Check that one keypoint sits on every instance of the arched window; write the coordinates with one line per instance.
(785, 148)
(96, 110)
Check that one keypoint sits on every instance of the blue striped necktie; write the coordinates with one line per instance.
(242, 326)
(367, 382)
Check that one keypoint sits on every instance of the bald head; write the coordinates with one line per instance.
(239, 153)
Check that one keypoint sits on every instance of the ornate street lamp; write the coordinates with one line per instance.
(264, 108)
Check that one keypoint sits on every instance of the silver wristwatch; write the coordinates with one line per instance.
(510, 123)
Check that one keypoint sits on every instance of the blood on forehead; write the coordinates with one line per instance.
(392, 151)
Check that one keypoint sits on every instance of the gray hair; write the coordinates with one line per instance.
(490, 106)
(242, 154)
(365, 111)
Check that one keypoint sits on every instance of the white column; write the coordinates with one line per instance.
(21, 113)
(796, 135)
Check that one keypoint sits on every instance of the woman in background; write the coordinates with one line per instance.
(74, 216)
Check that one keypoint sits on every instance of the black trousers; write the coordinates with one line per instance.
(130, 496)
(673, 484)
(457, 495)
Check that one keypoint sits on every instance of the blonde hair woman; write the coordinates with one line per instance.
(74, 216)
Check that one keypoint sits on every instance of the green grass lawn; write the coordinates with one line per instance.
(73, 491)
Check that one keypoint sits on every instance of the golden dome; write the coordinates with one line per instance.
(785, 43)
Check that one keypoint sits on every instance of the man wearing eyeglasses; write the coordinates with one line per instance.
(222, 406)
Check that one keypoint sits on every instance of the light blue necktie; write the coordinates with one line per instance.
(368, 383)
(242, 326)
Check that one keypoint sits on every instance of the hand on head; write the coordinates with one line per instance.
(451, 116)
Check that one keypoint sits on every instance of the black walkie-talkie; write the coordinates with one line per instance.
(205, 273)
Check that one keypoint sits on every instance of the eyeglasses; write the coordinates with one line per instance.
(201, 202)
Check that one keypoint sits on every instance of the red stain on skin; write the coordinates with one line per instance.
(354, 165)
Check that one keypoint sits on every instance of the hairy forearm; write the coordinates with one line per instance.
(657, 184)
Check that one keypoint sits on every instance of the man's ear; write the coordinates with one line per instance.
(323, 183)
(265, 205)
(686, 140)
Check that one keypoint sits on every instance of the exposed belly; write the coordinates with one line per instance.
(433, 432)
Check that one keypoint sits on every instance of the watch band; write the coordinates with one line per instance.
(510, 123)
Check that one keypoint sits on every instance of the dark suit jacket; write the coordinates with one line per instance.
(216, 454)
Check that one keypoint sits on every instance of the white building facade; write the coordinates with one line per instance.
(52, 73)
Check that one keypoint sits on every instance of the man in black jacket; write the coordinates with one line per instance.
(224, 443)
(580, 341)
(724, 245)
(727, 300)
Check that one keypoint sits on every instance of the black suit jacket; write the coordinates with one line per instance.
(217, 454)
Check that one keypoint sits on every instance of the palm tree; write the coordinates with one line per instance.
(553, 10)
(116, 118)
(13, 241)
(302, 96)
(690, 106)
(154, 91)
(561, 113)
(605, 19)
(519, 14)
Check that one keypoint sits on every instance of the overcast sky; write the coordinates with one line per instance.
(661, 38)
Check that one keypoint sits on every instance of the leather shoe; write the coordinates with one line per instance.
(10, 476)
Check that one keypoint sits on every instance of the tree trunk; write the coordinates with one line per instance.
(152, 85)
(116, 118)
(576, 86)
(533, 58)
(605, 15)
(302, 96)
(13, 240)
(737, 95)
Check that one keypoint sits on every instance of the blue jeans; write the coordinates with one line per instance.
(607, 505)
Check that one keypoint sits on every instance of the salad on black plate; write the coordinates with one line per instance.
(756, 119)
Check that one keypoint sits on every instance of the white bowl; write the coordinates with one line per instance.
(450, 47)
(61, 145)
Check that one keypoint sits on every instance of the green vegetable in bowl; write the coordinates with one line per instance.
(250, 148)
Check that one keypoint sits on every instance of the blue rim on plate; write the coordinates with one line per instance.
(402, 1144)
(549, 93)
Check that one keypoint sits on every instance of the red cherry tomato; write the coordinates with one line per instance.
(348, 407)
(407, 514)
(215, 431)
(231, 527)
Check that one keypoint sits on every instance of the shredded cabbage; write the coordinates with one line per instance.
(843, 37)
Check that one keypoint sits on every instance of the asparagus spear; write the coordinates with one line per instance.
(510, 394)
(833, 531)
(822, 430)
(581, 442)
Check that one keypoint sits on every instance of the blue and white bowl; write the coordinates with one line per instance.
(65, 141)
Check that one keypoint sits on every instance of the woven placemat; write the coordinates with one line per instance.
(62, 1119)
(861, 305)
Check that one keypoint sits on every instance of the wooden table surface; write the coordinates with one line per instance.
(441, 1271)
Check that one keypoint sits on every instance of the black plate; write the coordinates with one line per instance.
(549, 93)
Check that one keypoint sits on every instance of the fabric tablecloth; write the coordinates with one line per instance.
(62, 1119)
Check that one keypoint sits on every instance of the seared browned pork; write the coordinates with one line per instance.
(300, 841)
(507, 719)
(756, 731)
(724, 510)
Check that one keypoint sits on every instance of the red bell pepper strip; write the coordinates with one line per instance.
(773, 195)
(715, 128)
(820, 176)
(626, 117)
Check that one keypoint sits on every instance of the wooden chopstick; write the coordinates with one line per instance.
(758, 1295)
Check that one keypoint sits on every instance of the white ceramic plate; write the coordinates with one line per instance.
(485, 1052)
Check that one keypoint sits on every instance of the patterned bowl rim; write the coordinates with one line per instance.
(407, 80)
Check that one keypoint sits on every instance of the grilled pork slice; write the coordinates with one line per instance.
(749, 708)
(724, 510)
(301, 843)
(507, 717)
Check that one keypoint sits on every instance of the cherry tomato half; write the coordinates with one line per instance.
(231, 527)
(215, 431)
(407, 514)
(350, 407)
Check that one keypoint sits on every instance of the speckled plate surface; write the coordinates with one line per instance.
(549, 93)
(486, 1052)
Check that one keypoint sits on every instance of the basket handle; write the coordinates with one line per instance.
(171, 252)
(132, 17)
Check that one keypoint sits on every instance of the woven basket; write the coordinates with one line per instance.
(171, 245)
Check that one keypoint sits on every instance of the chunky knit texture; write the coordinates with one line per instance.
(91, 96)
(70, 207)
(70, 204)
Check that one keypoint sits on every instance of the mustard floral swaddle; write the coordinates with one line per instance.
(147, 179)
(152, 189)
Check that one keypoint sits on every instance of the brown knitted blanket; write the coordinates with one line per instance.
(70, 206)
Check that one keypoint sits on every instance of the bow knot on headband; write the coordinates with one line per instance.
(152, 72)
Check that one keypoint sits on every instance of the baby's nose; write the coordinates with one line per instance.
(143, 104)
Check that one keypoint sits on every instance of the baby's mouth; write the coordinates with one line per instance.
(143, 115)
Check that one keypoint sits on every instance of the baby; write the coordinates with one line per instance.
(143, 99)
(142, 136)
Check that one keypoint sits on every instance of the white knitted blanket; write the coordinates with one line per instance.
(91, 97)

════════

Print all the data exactly.

§ **Reply**
Check that one keypoint sits on every instance of the arched window; write the coordinates with one line per instance.
(785, 148)
(96, 110)
Check that one keypoint sits on every instance of the blue striped necktie; write the coordinates with one line per instance.
(242, 326)
(367, 382)
Check that one keypoint sits on every instance of the bald head; write the coordinates with one line per instance.
(239, 153)
Check that one keypoint sits on every instance of the ornate street lamp; write the coordinates with one line per instance.
(264, 108)
Check that one keypoint sits on every instance of the silver wristwatch; write the coordinates with one line per instance.
(510, 123)
Check that one keypoint sits on every instance of the blood on forehead; write the coordinates with one line per instance.
(392, 151)
Check that one keypoint sits on every instance of the gray hair; write the coordinates with one line per instance.
(490, 106)
(242, 154)
(365, 111)
Check that one keypoint sits on every instance of the white column; write the coordinates with one line per instance.
(21, 113)
(796, 135)
Check that one keypoint sits on every instance of the woman in background; write the coordinates with one line per instance.
(74, 216)
Check that one keypoint sits on every instance of the black trousers; write the coordinates with one line per instance.
(130, 496)
(673, 484)
(457, 495)
Check that one keypoint sits on every instance of the blonde hair woman; write the coordinates with one line per instance.
(74, 216)
Check that one keypoint sits on every instance of the green grass lawn; write the coordinates with one line per instance.
(73, 491)
Check that one keypoint sits on every instance of the golden dome; write the coordinates with one line per instance.
(785, 43)
Check that one keypoint sits on every instance of the man wearing eyeglasses; write the coordinates with one line per instance.
(222, 406)
Check that one keypoint sits on every instance of the light blue necktie; write the coordinates with one line per instance.
(368, 383)
(242, 326)
Check that one keypoint sits on every instance of the hand on head; write the coordinates with one line per instance.
(451, 116)
Check that one keypoint sits on every instance of the black walkie-talkie; write the coordinates with one line per instance.
(205, 273)
Check that one keypoint sits on every instance of the eyeglasses; write the coordinates with one line per instance.
(201, 202)
Check that one keypoint sits on every instance of the red stain on skin; write the coordinates with one line per instance.
(354, 165)
Check that one keypoint sits on every instance of the hairy forearm; write the coordinates with one line per instance.
(657, 184)
Check that one keypoint sits on every instance of the man's ear; write the coordinates with one line per instance.
(323, 183)
(265, 205)
(686, 140)
Check that one keypoint sits on every instance of the exposed belly; write the coordinates with one line per instance.
(433, 432)
Check that one keypoint sits on every instance of the watch band; write the coordinates with one line per instance.
(510, 123)
Check that one keypoint sits on every instance of the dark suit jacket; write the coordinates with one line per instance.
(216, 454)
Check that one keypoint sits on every instance of the white building facade; write the coordinates with one line per instance.
(52, 73)
Check that one keypoint sits on every instance of the man in black jacket; write the coordinates with one line per instance.
(224, 443)
(580, 341)
(724, 245)
(727, 300)
Check that one keypoint sits on every instance of the black suit jacket; write the coordinates with one line per instance.
(217, 454)
Check that one keypoint sits on every instance of the palm tree; write the coordinates with one line per instance.
(553, 10)
(116, 118)
(13, 241)
(302, 96)
(690, 106)
(154, 91)
(561, 113)
(605, 19)
(519, 14)
Check that one keypoint sits on every instance of the overcast sky; write the coordinates with one line per instance.
(661, 38)
Check that one keypoint sits on every instance of the leather shoe; write the coordinates with one line per instance.
(10, 476)
Check that one keypoint sits on every instance of the tree trunk; write the coordinates with one line per instance.
(152, 85)
(116, 118)
(576, 86)
(533, 58)
(605, 15)
(302, 96)
(13, 240)
(737, 95)
Check that one keypoint sits on every instance of the blue jeans; write the coordinates with one line per instance.
(607, 505)
Check that one keypoint sits on every instance of the salad on black plate; write the coordinates with one line per instance.
(756, 119)
Check that one keypoint sits on every instance of the white bowl; write the coordinates with one line per instance.
(450, 47)
(61, 145)
Check that one keypoint sits on every instance of the green vegetable in bowl; write the coordinates with one line per instance.
(250, 148)
Check that one keypoint sits on every instance of the blue rim on plate; write the coordinates with one line per instance.
(402, 1144)
(549, 93)
Check that one keypoint sits on every instance of the red cherry tomato; write the coordinates with one line per instance.
(348, 407)
(407, 514)
(215, 431)
(231, 527)
Check that one keypoint sits on every instance of the shredded cabbage; write the coordinates with one line per instance.
(843, 37)
Check that one keypoint sits on every instance of the asparagus spear; write the coordinates with one line per instance.
(510, 394)
(833, 531)
(822, 430)
(581, 442)
Check that one keypoint sits on every instance of the blue and white bowl; write the coordinates with one line per instance.
(65, 141)
Check that one keypoint sits on every instance of the woven placemat; write the coordinates with one line per instance.
(62, 1119)
(861, 305)
Check that one keypoint sits on every instance of the wooden table surface; write the coordinates with one line per instance.
(441, 1271)
Check that one keypoint sits on every instance of the black plate; write the coordinates with one line per instance.
(549, 93)
Check that one keypoint sits on every instance of the fabric tablecloth; write the coordinates with one line per instance.
(62, 1119)
Check that one keypoint sits on every instance of the seared browned pork; write the coordinates with one line per instance.
(300, 841)
(507, 719)
(756, 731)
(724, 510)
Check that one keypoint sits on every instance of the red bell pepper strip; write the coordinates with one line per instance.
(773, 195)
(715, 128)
(820, 176)
(626, 117)
Check that one keypoint sits on every instance of the wooden chopstick; write the coordinates with one line per instance.
(758, 1295)
Check that one keypoint sits on every instance of the white ceramic plate; write the coordinates with one line per instance.
(485, 1052)
Check that one keypoint sits on every instance of the patterned bowl rim; write the coordinates with one line per instance.
(407, 80)
Check that one keypoint sits on every instance of the grilled pork slice; write the coordinates with one line per instance.
(749, 708)
(724, 510)
(301, 843)
(507, 717)
Check that one keypoint sits on every instance of the cherry tomato half; write the coordinates with one line per instance.
(231, 527)
(215, 431)
(407, 514)
(350, 407)
Check that one keypoint sits on every instance of the speckled plate surface; write the coordinates with one line per instance.
(549, 93)
(486, 1052)
Check that one keypoint sits on every instance of the basket handle; write the coordinates with one line per instance.
(171, 252)
(132, 17)
Check that one keypoint sits on every instance of the woven basket; write the coordinates with one line per instance.
(171, 245)
Check that one keypoint sits on every instance of the chunky knit texture; write the coordinates with one line per instance.
(91, 96)
(70, 207)
(70, 204)
Check that one keypoint sits on every instance of the mustard floral swaddle; write the coordinates with one line per instance.
(147, 179)
(152, 189)
Check that one keypoint sits on every instance of the brown knitted blanket; write the coordinates with one line per instance.
(70, 206)
Check that one keypoint sits on every instance of the bow knot on headband; write the coordinates with one line per instance.
(152, 72)
Check that one keypoint sits on every instance of the baby's nose; write the coordinates with one line per instance.
(143, 104)
Check that one keypoint sits on every instance of the baby's mouth; write the coordinates with one line per instance.
(143, 115)
Check that one keypoint sits on every instance of the baby; write the coordinates with one line per instance.
(143, 99)
(142, 136)
Check that one keypoint sits on every instance of the white knitted blanket; write the coordinates with one line per instance.
(91, 97)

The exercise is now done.